** Parts of the exercise **
A: Three questions on the restaurant review:
(i) What Metro stop is listed for La Maison de l'Amerique Lantine?
(ii) What soup were the diners served first at lunch?
(iii) Whose house did the maitre d say the main house had been?
B: Can you reproduce everything in the restaurant review from "They started us" down to "sauces all, yum!"?

Pre: A couple of months ago a psychiatrist/psychoanalyst/historian pal asked me where he should take his bride for a "big" anniversary (she's French, they summer in Normandy, they're asking me?) so I say "La Maison de l'Amerique Lantine, don't worry about the name, it's not anything but French-French food." Spoiler: there are subconscious devils dwelling in our psyche.
La Maison de l'Amerique Lantine, 217 blvd St-Germain in the 7th (Metro: Solferino), 01.49.54.75.00, remains one of the greatest places to go for a celebration, or just a fine meal. With its decor, nappery and gorgeous garden it hits all the high spots. A few days ago, wonderful friends asked where we should go to lunch - La Maison de l'Amerique Lantine, I suggested, "Right" they replied. And right it was.
They started us off with the most wonderful (am I using that description too much? Too bad) soup of creamy, curried squash, followed by eggs with mushrooms of Paris and a weirdly colored but great tasting piece of cooked but cold salmon.
For main dishes we had the daurade, seche and 7 hour lamb with rich sauces all, yum!
For desserts we had a stack of cheese topped with something and caramel moelleux with ice cream that was extra special.
Our bill, ah, well, ah, with two bottles of red and two glasses of white and two calvas and three coffees our bill was picked up by our friends who insisted that Southern hospitality over-ruled Yankee aggression. I put up minimal resistance.
"Charcot" OK. After he caught Colette looking out the window a couple of years ago, the maitre d asked if we'd like to see the garden while it was not set up for dining. We said "Sure," sure that he'd just let us wander around. Unh unh! He took us outside and proudly explained that the main house was that of the famous French neurologist Jean-Martin Charcot, describer of the modern neurological exam, elaborator of 15 or 16 syndromes, populariser of hypnosis, and mentor of Sigmund Freud who named a son after him, and the two houses beside it added later. Who knew? I should have, since the journal I now edit, the Journal of Nervous and Mental Disease, published one of Charcot's last articles.

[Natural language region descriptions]
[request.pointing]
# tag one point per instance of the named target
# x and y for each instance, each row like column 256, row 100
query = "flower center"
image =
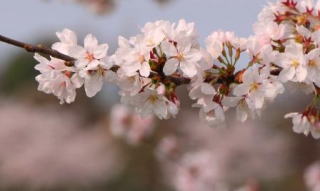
column 312, row 63
column 180, row 57
column 254, row 86
column 89, row 57
column 295, row 63
column 153, row 98
column 141, row 59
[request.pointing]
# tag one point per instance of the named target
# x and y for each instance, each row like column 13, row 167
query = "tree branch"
column 70, row 60
column 38, row 49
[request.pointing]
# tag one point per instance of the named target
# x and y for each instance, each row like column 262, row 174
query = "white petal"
column 286, row 74
column 90, row 42
column 93, row 85
column 188, row 68
column 145, row 69
column 241, row 89
column 170, row 66
column 101, row 51
column 207, row 89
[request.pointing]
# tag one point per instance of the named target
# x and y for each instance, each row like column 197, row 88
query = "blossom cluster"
column 149, row 67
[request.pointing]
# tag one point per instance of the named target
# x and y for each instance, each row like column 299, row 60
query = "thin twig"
column 70, row 60
column 38, row 49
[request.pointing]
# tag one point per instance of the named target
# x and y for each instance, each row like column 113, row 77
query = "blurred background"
column 94, row 145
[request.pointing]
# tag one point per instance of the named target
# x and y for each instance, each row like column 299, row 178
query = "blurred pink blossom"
column 127, row 124
column 312, row 177
column 45, row 147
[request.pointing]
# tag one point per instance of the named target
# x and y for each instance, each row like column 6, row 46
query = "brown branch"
column 70, row 60
column 38, row 49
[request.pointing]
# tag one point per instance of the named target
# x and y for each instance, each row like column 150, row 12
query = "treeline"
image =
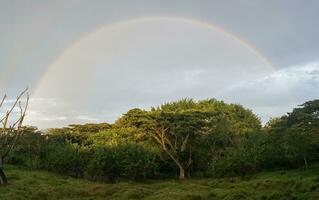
column 186, row 138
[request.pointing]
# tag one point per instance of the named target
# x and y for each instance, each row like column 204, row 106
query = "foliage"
column 186, row 138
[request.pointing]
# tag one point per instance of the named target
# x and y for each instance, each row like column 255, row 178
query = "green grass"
column 291, row 185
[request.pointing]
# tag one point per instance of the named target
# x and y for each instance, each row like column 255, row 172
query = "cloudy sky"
column 90, row 61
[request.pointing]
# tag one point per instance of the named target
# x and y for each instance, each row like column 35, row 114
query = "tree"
column 12, row 128
column 177, row 127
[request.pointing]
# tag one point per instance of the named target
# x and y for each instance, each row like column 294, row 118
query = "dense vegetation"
column 40, row 185
column 181, row 139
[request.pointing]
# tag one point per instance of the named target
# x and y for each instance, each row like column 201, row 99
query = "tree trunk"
column 305, row 161
column 181, row 172
column 3, row 178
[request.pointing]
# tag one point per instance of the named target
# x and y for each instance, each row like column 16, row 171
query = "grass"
column 40, row 185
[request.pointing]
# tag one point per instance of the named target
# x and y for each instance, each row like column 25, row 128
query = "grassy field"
column 294, row 184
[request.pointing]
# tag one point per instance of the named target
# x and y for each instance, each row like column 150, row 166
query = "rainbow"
column 7, row 71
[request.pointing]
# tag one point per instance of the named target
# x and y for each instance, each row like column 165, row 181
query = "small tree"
column 11, row 128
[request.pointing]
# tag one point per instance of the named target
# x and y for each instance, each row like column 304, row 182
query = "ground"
column 294, row 184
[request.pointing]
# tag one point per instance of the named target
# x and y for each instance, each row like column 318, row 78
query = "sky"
column 91, row 61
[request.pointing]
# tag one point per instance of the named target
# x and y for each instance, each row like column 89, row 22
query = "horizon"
column 90, row 62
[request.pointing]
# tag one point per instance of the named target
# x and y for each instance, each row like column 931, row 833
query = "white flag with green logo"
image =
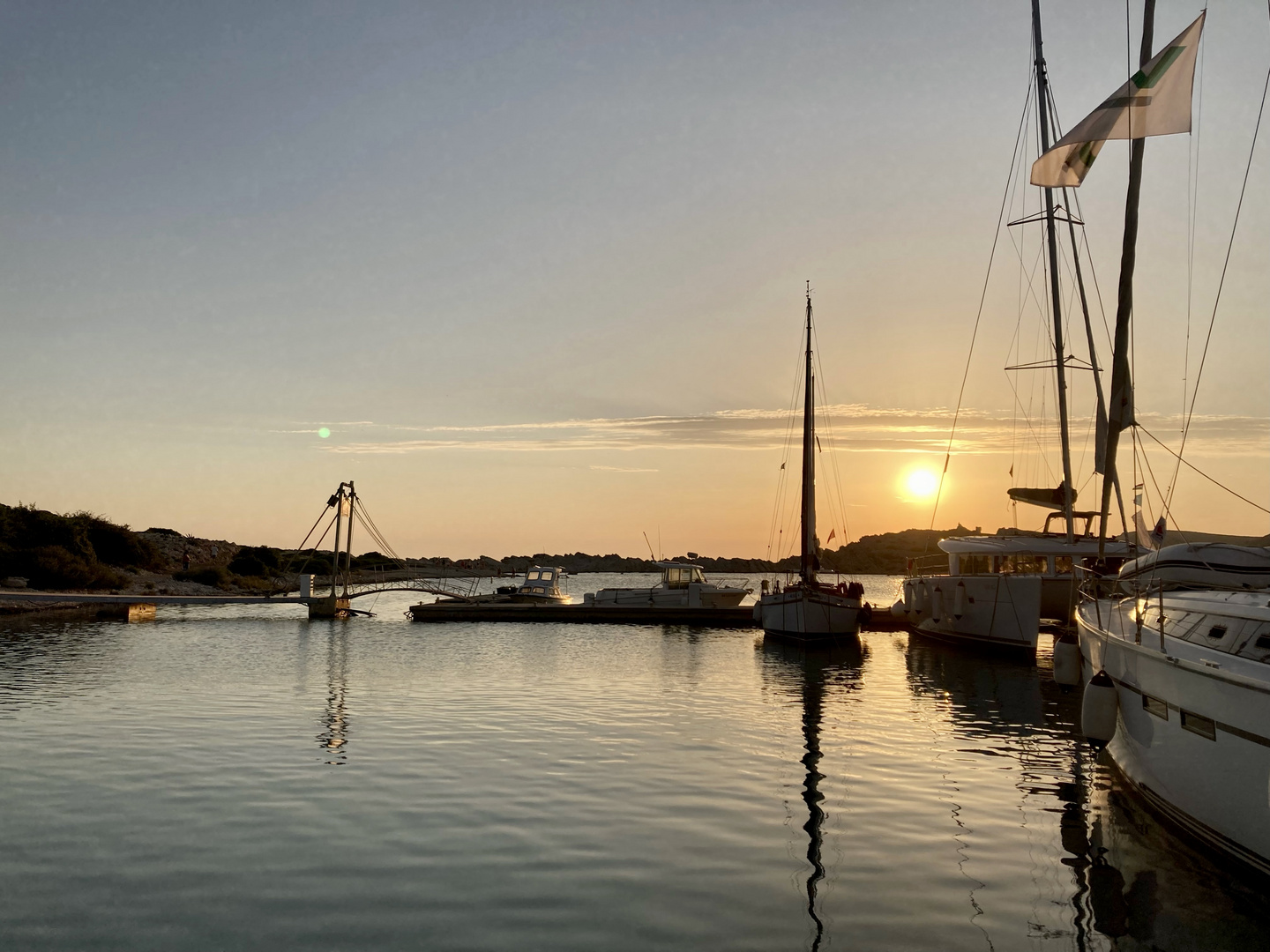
column 1154, row 101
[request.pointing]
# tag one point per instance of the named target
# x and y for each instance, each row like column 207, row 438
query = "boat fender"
column 1067, row 661
column 1099, row 710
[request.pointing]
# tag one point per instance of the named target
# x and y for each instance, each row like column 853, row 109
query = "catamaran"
column 998, row 589
column 808, row 609
column 1177, row 666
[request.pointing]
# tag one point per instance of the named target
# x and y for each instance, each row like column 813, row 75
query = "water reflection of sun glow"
column 921, row 484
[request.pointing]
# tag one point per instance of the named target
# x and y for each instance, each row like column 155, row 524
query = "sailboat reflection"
column 811, row 674
column 334, row 735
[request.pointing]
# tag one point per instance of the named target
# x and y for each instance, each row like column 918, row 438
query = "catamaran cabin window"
column 1024, row 565
column 975, row 565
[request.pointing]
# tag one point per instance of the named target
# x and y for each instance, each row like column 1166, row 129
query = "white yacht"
column 1192, row 675
column 808, row 609
column 684, row 585
column 998, row 589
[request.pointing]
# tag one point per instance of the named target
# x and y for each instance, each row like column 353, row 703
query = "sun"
column 923, row 484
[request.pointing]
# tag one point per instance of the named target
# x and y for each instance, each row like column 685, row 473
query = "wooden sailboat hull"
column 810, row 614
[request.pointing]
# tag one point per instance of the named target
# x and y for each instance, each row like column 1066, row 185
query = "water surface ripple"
column 244, row 778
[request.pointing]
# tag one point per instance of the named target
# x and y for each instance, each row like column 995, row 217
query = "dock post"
column 329, row 607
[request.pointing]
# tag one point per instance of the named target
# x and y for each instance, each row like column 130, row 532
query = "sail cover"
column 1044, row 498
column 1154, row 101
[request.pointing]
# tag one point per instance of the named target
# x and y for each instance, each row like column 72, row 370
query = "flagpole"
column 1120, row 407
column 1056, row 296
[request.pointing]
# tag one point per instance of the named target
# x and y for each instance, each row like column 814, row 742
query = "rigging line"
column 1221, row 283
column 295, row 553
column 1030, row 429
column 776, row 527
column 983, row 296
column 1192, row 215
column 1191, row 465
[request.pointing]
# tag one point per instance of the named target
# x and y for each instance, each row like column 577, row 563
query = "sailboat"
column 1177, row 668
column 808, row 609
column 997, row 589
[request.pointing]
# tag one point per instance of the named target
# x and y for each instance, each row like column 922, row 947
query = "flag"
column 1149, row 539
column 1154, row 101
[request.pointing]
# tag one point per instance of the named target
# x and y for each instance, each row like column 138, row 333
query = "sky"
column 537, row 268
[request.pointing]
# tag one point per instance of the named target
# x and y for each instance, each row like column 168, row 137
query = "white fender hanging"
column 1067, row 660
column 1099, row 710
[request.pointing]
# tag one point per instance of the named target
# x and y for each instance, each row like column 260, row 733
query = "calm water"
column 243, row 778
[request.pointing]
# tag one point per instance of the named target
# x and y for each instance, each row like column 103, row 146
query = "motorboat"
column 684, row 585
column 1191, row 675
column 808, row 609
column 542, row 585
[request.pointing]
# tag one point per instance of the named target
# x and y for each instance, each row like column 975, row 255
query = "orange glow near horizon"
column 921, row 484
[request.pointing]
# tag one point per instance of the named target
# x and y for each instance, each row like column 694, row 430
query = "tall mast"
column 1120, row 406
column 1056, row 299
column 807, row 564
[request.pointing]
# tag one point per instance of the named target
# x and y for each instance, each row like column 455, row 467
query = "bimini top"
column 1030, row 545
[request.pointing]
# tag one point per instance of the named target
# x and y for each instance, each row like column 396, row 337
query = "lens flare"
column 921, row 484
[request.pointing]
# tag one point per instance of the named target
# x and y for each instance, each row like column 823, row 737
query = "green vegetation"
column 75, row 551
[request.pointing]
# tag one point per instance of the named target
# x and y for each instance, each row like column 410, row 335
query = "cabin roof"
column 1029, row 545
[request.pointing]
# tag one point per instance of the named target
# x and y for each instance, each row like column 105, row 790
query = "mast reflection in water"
column 810, row 672
column 334, row 734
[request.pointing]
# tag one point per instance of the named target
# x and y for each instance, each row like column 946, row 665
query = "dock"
column 742, row 617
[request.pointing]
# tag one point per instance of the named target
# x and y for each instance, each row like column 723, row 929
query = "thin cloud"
column 848, row 428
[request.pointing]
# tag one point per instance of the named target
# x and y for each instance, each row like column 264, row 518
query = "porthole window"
column 1154, row 704
column 1203, row 726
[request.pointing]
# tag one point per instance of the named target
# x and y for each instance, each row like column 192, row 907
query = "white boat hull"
column 1213, row 778
column 810, row 614
column 990, row 609
column 695, row 596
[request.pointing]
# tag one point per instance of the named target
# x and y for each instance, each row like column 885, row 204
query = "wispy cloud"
column 851, row 428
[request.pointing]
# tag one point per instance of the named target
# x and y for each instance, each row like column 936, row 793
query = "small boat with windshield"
column 542, row 585
column 684, row 585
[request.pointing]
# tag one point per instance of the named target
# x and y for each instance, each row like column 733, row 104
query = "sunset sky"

** Answers given **
A:
(i) Solferino
(ii) A creamy, curried squash soup
(iii) The famous French neurologist Jean-Martin Charcot

B:
They started us off with the most wonderful (am I using that description too much? Too bad) soup of creamy, curried squash, followed by eggs with mushrooms of Paris and a weirdly colored but great tasting piece of cooked but cold salmon.
For main dishes we had the daurade, seche and 7 hour lamb with rich sauces all, yum!